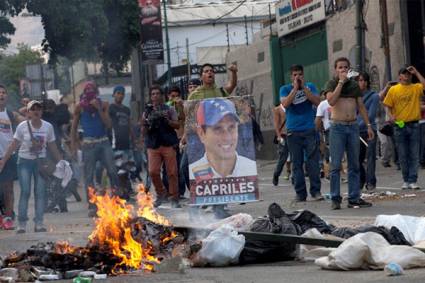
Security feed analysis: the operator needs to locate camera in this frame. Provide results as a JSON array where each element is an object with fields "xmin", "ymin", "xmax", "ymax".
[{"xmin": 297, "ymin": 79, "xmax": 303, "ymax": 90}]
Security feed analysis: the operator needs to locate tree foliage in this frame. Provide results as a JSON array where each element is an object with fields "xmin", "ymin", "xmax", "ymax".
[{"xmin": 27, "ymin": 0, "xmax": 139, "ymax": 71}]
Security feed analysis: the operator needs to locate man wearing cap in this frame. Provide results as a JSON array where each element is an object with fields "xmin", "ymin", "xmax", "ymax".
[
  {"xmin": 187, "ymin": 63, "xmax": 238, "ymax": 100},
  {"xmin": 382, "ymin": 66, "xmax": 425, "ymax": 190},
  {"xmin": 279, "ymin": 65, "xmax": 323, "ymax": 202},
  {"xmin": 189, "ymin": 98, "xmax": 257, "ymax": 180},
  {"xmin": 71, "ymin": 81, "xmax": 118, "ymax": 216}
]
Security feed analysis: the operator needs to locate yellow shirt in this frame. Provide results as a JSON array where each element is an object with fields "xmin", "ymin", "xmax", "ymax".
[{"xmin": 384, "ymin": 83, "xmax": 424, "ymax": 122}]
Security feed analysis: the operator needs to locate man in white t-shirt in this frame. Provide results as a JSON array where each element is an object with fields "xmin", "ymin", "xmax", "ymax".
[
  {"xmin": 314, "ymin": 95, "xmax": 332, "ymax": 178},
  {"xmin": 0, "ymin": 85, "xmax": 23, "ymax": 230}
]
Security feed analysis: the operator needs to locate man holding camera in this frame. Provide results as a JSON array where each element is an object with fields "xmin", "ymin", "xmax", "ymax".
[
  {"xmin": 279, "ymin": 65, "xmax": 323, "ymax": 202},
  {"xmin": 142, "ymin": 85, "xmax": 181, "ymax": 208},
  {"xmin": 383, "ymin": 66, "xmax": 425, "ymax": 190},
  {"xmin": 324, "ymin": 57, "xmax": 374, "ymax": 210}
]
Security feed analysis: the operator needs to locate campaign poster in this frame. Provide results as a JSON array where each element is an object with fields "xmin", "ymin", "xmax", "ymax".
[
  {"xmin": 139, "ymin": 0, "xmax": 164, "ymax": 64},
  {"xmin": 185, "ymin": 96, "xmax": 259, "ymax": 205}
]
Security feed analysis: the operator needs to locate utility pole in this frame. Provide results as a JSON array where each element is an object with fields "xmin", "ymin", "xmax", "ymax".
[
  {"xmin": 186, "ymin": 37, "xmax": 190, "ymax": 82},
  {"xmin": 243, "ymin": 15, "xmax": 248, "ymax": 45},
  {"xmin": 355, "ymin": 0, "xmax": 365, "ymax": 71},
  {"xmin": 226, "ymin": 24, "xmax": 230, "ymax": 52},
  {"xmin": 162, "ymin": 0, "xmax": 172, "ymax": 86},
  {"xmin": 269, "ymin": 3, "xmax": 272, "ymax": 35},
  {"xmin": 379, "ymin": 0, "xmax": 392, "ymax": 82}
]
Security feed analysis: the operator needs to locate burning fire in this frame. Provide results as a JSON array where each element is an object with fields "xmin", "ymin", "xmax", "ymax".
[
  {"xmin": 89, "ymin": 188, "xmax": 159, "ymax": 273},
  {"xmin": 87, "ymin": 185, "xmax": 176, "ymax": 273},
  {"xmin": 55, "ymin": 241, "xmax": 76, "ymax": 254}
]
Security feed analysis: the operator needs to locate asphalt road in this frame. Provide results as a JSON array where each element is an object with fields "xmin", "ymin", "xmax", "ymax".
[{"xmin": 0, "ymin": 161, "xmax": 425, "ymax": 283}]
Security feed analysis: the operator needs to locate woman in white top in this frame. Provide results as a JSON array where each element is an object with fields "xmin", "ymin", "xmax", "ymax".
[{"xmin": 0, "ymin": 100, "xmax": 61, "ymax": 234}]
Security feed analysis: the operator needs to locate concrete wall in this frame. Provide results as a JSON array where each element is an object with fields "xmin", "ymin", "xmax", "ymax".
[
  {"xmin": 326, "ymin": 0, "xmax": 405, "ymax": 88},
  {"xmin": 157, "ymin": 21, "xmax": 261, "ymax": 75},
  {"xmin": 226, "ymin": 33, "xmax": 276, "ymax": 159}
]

....

Replace "operator" with "reviewer" everywhere in the lines above, leaving everything else unchanged, and omit the pictures from your answer.

Security feed analysis: the reviewer needs to locate camera in this frame. Provide results as a JSON array where each element is an object with fields "xmin", "ymin", "xmax", "ymax".
[{"xmin": 297, "ymin": 79, "xmax": 303, "ymax": 90}]
Security feed analysis: the reviewer needs to locate tree foliage in this frame. Provide results as a JSON array where each element is an object with fields "xmin", "ymin", "xmax", "ymax".
[{"xmin": 27, "ymin": 0, "xmax": 139, "ymax": 71}]
Security feed analysis: the reviewer needs to locate man wearing cap in this frame. Provide results as a JSON array where each element is an object with fields "xmin", "ymin", "xmax", "ymax".
[
  {"xmin": 187, "ymin": 63, "xmax": 238, "ymax": 100},
  {"xmin": 382, "ymin": 66, "xmax": 425, "ymax": 190},
  {"xmin": 279, "ymin": 65, "xmax": 323, "ymax": 202},
  {"xmin": 189, "ymin": 98, "xmax": 257, "ymax": 180},
  {"xmin": 71, "ymin": 81, "xmax": 118, "ymax": 216}
]
Security feed analysis: the reviewer needs to locate yellow shirt in this frame. Provide results as a JSON array where each element is an object with fields "xmin", "ymin", "xmax", "ymax".
[{"xmin": 384, "ymin": 83, "xmax": 424, "ymax": 122}]
Security feed analysis: the reviewer needs to locate man in white t-shirt in this frame. Provide results as a JSON array where each element is an object with fields "xmin", "ymin", "xmax", "ymax".
[
  {"xmin": 314, "ymin": 95, "xmax": 332, "ymax": 178},
  {"xmin": 0, "ymin": 85, "xmax": 23, "ymax": 230}
]
Security feed analysis: the reviewer needs to locate man holding camera in this frame. Provide results as a JSON array where each element is an object with fields "xmin", "ymin", "xmax", "ymax".
[
  {"xmin": 279, "ymin": 65, "xmax": 323, "ymax": 202},
  {"xmin": 142, "ymin": 85, "xmax": 181, "ymax": 208},
  {"xmin": 383, "ymin": 66, "xmax": 425, "ymax": 190},
  {"xmin": 324, "ymin": 57, "xmax": 374, "ymax": 210}
]
Security feed analysis: the reviewer needs to locate campaign poster in this frame. Provide results as a JSON array where each element is an object with fields "xmin", "ymin", "xmax", "ymax".
[
  {"xmin": 139, "ymin": 0, "xmax": 164, "ymax": 64},
  {"xmin": 185, "ymin": 96, "xmax": 259, "ymax": 205}
]
Security feed analysis: the reviewer needs to locate utility pole in this frame. Provide results as a JSON array where each element is an object with fields "xmin", "ymin", "xmax", "ymax".
[
  {"xmin": 186, "ymin": 37, "xmax": 190, "ymax": 82},
  {"xmin": 243, "ymin": 15, "xmax": 248, "ymax": 45},
  {"xmin": 355, "ymin": 0, "xmax": 365, "ymax": 71},
  {"xmin": 226, "ymin": 24, "xmax": 230, "ymax": 52},
  {"xmin": 162, "ymin": 0, "xmax": 172, "ymax": 86},
  {"xmin": 269, "ymin": 3, "xmax": 272, "ymax": 35},
  {"xmin": 379, "ymin": 0, "xmax": 392, "ymax": 82}
]
Security feed analysis: the reviewer needs to locate burning fire in this frame. Provide results as a JSON array where each element is an object with fields "xmin", "ymin", "xmax", "ymax".
[
  {"xmin": 89, "ymin": 188, "xmax": 159, "ymax": 273},
  {"xmin": 87, "ymin": 185, "xmax": 176, "ymax": 273},
  {"xmin": 55, "ymin": 241, "xmax": 76, "ymax": 254}
]
Security feed analysis: the reviewer needs to locate asphalt road in this frame. Provide results as a JSON array where each element is an object with fields "xmin", "ymin", "xmax", "ymax".
[{"xmin": 0, "ymin": 161, "xmax": 425, "ymax": 283}]
Security feed analysis: the reviewer needs to locate woman in white top in this frame. Provide results as a JSON array where each element is an object with fields "xmin", "ymin", "xmax", "ymax".
[{"xmin": 0, "ymin": 100, "xmax": 61, "ymax": 234}]
Security feed analysis: the reviewer needs to locate concrete wall in this frame. Provide results as a JSON array where each element is an object with fields "xmin", "ymin", "xmax", "ymax".
[
  {"xmin": 326, "ymin": 0, "xmax": 405, "ymax": 88},
  {"xmin": 157, "ymin": 21, "xmax": 261, "ymax": 75},
  {"xmin": 226, "ymin": 33, "xmax": 276, "ymax": 159}
]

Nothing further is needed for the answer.